- _Exercise_
Look through the listing below and write out exactly the lines from the line with "fuselage, one per instance" to the line with "snow-covered ground, one per instance", both included, and no others.

- _Data for this exercise_

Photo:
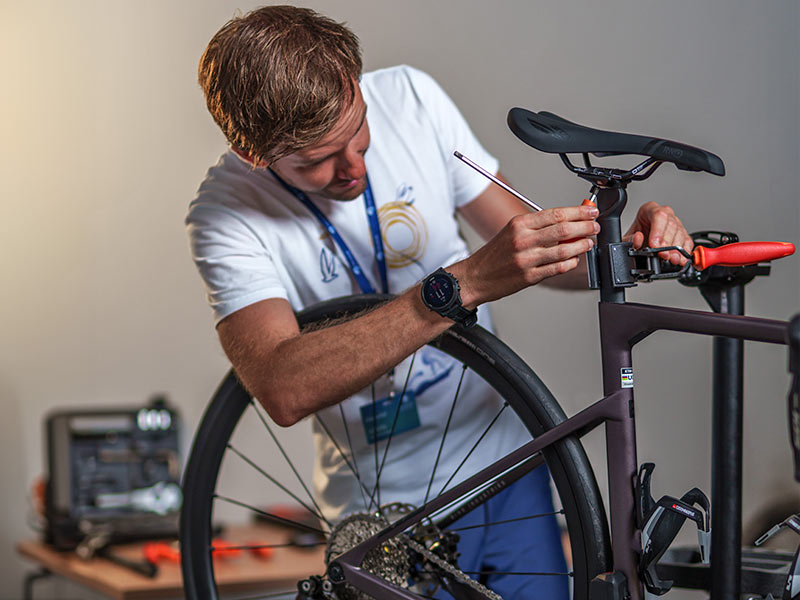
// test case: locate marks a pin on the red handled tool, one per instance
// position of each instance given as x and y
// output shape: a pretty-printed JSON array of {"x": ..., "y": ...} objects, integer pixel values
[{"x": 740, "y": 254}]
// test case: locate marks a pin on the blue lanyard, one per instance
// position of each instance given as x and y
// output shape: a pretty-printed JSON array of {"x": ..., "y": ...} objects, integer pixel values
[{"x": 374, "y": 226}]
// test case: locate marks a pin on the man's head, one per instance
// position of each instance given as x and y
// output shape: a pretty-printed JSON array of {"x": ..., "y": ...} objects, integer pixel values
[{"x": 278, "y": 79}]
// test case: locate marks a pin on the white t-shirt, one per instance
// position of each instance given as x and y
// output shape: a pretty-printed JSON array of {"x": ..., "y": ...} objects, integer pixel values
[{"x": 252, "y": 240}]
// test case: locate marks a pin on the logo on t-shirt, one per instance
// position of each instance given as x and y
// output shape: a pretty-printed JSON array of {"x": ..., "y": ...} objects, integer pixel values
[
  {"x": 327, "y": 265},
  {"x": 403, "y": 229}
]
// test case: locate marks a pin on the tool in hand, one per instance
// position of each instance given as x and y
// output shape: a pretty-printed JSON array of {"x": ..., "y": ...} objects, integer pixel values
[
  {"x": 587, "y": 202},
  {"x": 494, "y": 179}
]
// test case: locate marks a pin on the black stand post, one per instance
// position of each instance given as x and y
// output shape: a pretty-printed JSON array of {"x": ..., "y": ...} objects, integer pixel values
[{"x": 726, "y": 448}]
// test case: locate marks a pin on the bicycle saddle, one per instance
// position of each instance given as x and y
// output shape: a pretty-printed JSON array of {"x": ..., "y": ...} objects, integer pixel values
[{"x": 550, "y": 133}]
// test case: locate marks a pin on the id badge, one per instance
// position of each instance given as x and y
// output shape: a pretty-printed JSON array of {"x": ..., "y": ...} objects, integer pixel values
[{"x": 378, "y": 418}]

...

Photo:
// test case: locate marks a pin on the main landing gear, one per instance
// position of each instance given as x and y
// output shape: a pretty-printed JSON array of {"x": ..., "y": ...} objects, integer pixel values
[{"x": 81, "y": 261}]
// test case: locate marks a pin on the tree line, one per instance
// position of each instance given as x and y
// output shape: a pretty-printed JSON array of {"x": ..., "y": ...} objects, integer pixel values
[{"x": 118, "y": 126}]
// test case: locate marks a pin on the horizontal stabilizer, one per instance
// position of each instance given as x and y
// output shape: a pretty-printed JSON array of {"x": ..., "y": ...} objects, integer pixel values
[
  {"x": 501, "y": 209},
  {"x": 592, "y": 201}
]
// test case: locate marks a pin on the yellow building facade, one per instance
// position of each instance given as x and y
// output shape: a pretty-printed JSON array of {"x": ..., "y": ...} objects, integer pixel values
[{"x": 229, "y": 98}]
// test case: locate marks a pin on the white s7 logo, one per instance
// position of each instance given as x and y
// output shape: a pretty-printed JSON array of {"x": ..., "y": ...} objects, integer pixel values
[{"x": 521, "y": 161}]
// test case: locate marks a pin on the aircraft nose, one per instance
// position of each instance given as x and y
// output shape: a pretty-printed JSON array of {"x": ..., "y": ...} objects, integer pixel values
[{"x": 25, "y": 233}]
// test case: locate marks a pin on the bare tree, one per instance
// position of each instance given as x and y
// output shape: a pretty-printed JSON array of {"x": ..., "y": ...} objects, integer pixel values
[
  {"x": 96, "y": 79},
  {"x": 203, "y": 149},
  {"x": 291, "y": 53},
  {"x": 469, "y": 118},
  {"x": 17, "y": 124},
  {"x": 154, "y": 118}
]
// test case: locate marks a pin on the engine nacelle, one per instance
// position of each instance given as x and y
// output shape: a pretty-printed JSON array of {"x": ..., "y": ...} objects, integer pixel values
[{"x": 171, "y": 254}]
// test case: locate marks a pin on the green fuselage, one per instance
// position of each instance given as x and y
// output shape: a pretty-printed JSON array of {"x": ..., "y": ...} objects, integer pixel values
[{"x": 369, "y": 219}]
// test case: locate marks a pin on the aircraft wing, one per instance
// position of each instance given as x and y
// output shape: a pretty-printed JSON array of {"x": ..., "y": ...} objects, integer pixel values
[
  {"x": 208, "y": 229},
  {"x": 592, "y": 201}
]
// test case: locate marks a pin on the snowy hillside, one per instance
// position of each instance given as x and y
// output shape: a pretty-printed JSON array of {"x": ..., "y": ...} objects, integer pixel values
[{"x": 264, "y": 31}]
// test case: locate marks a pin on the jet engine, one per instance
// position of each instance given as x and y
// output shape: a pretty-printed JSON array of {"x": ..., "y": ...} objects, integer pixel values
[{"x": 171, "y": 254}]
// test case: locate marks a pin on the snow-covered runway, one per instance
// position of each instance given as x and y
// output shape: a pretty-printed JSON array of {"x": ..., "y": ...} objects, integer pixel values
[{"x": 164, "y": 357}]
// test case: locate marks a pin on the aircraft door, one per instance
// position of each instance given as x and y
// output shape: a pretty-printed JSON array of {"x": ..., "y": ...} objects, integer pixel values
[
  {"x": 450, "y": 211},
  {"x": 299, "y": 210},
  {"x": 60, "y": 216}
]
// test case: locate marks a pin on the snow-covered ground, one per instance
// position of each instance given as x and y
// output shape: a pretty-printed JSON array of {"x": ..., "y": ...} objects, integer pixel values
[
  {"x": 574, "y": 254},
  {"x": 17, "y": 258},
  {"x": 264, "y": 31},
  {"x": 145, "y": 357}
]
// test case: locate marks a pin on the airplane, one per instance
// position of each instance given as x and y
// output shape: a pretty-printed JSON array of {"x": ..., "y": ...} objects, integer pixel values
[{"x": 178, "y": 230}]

==

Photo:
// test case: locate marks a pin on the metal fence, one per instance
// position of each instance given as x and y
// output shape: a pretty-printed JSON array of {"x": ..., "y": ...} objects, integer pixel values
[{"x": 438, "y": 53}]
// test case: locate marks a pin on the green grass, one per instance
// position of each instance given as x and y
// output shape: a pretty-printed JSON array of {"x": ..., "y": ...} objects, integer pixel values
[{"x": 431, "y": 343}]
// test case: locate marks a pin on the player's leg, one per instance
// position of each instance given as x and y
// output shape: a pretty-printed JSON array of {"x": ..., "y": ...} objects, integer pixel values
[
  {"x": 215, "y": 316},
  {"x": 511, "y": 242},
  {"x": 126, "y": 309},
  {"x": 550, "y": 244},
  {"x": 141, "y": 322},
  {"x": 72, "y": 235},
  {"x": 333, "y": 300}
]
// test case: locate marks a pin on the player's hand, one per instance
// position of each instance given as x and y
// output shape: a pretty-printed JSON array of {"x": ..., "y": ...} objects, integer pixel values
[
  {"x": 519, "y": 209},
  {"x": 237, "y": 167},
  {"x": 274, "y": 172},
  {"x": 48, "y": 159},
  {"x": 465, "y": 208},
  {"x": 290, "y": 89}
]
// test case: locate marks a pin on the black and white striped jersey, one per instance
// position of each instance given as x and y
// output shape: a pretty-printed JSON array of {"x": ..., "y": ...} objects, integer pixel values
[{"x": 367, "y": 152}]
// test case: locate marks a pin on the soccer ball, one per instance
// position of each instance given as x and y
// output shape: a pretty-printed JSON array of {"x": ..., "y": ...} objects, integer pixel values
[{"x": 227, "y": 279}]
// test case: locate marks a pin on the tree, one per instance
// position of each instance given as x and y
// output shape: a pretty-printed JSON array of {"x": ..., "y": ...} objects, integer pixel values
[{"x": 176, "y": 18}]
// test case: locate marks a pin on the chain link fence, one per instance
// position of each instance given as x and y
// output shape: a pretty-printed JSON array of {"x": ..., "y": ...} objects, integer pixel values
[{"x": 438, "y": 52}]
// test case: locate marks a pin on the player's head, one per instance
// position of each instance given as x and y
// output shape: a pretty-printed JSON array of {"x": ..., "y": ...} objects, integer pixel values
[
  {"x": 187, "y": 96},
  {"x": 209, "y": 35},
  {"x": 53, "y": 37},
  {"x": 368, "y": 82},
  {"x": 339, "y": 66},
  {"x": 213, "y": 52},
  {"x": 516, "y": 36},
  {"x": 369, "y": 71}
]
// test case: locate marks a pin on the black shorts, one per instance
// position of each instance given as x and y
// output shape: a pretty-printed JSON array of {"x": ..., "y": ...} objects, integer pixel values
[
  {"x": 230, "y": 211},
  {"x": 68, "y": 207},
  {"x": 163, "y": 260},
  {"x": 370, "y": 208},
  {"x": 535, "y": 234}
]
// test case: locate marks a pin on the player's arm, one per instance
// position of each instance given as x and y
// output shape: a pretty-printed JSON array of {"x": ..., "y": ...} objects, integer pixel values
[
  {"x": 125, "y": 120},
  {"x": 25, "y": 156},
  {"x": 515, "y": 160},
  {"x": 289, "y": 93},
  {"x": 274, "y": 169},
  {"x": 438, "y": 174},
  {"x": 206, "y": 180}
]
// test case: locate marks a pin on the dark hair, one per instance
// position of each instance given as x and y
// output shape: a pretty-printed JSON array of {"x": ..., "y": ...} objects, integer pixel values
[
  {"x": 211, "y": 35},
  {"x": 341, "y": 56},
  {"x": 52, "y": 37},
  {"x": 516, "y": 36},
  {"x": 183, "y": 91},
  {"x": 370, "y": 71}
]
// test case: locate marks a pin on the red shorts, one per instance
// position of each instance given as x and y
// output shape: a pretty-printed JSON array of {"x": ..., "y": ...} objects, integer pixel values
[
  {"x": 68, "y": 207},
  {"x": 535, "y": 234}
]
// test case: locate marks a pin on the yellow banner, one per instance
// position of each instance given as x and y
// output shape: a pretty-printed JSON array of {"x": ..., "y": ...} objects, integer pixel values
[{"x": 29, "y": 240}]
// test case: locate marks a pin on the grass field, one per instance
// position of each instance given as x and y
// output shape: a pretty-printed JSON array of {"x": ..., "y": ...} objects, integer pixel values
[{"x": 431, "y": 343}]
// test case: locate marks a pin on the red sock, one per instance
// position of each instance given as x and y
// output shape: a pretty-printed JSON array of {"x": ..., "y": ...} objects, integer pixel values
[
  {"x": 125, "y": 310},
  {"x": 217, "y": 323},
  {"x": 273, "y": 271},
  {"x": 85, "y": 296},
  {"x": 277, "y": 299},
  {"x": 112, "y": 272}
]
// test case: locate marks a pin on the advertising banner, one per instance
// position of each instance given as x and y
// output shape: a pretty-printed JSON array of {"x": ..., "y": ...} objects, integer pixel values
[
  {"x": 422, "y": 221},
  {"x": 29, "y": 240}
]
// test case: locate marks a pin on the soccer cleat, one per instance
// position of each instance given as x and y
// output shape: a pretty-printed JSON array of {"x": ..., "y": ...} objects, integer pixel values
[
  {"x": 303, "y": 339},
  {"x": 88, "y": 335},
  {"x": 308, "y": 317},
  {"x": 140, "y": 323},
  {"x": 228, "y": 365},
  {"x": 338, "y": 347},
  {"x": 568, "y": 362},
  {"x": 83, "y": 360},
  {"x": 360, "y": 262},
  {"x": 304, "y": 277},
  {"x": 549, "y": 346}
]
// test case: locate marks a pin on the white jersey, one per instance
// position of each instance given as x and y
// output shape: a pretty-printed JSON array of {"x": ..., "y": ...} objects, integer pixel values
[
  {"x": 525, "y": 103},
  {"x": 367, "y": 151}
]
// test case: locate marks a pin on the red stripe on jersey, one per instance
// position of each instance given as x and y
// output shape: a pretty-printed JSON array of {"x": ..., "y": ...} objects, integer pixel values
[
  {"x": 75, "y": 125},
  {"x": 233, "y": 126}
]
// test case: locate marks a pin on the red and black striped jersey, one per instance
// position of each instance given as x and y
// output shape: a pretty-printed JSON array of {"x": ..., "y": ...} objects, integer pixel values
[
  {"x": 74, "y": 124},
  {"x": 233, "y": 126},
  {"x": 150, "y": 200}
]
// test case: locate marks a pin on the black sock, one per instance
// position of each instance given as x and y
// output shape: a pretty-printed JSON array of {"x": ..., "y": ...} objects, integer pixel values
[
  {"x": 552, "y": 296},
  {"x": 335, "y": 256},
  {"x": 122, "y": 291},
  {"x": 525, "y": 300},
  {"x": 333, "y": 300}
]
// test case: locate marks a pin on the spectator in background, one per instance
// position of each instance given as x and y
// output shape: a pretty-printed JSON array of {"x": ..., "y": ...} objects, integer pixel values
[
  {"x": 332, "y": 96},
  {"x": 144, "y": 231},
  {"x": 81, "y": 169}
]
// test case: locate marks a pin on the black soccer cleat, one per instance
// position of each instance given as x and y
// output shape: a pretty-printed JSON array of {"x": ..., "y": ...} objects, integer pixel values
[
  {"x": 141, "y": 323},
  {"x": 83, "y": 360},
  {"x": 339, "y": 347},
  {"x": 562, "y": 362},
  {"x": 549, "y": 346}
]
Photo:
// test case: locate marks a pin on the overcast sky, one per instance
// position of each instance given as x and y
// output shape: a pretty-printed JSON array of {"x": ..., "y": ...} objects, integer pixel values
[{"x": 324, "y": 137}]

- _Output_
// test case: locate marks a pin on the green fuselage, one per instance
// position of each instance given as x and y
// output shape: a pretty-printed JSON array of {"x": ..., "y": ...} objects, integer pixel values
[{"x": 369, "y": 219}]
// test case: locate marks a pin on the aircraft wing, one per instance
// position of each instance given as x and y
// output shape: a pretty-printed JSON array of {"x": ..., "y": ...} objects, integer pixel values
[
  {"x": 208, "y": 229},
  {"x": 592, "y": 201}
]
// test case: locate marks a pin on the snowy hillside, one per instance
// position of each instance given as x and y
// output shape: a pretty-printed JSON array of {"x": ..., "y": ...} objects, integer pixel values
[{"x": 264, "y": 31}]
// test case: locate marks a pin on the jet engine, one per instance
// position of each instance given as x and y
// output shape: a pretty-printed JSON array of {"x": ..., "y": ...} objects, integer pixel values
[{"x": 171, "y": 254}]
// test case: locate marks a pin on the snow-covered runway, one per instance
// position of each instance given as x and y
// output shape: a pretty-printed JSON array of {"x": ..., "y": ...} objects, integer pixel values
[{"x": 164, "y": 357}]
// test case: locate marks a pin on the aircraft door, one per instance
// position of each instance given as x and y
// output shape: a pretty-printed JSON array of {"x": ..., "y": ...} objects, integer pixel values
[
  {"x": 450, "y": 211},
  {"x": 299, "y": 210},
  {"x": 60, "y": 216}
]
// test case: locate marks a pin on the snow-covered ground, one per instance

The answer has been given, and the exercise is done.